Coordinate labeling data
*****

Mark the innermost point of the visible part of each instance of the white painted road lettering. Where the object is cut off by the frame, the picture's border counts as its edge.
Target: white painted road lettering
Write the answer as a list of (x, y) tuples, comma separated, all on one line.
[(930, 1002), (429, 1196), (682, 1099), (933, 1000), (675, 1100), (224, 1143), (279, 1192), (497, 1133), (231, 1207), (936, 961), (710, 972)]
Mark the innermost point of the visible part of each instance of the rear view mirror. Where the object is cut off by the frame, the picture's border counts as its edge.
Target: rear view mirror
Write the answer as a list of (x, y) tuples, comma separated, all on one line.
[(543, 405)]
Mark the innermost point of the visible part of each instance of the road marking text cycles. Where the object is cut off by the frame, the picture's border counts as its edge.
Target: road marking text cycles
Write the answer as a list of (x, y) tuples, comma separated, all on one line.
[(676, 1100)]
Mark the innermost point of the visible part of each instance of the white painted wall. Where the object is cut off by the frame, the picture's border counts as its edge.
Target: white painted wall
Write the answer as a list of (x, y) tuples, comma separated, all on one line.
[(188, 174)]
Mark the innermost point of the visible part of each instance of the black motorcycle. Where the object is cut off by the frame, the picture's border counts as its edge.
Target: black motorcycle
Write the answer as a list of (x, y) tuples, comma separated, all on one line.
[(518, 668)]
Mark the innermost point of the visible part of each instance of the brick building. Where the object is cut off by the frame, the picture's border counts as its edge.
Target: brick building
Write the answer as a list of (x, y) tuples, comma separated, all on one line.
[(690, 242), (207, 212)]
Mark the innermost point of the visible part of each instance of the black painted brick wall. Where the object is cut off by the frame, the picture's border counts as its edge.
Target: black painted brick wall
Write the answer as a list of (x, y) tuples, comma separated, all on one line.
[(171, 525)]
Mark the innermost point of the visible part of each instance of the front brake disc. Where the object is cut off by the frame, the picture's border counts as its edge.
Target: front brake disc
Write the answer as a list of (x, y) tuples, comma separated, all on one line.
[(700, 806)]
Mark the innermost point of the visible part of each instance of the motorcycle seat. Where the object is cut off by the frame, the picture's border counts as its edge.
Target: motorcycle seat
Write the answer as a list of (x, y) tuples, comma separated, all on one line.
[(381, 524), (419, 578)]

*****

Rewrite the material between the line holding "of the rear" and the line holding "[(676, 1100)]", inclusive, swapping "rear view mirror" for "side mirror" and leaving everything else unchanged. Give only those lines.

Mark the innermost point of the visible part of each instance of the side mirror. Where the object is cut off by the frame, the picture's border counts as its edge.
Target: side mirror
Write the answer as a list of (x, y) tuples, comma separated, all on one line.
[(543, 405)]
Mark the innermost point of the visible part of each instance of the road marking text cycles. Where the object is cut off by the frame, the picture's border counts as its edge.
Target: road marking text cycles
Write the answer as a list of (x, y) tuples, comma separated, all on one line.
[(676, 1100)]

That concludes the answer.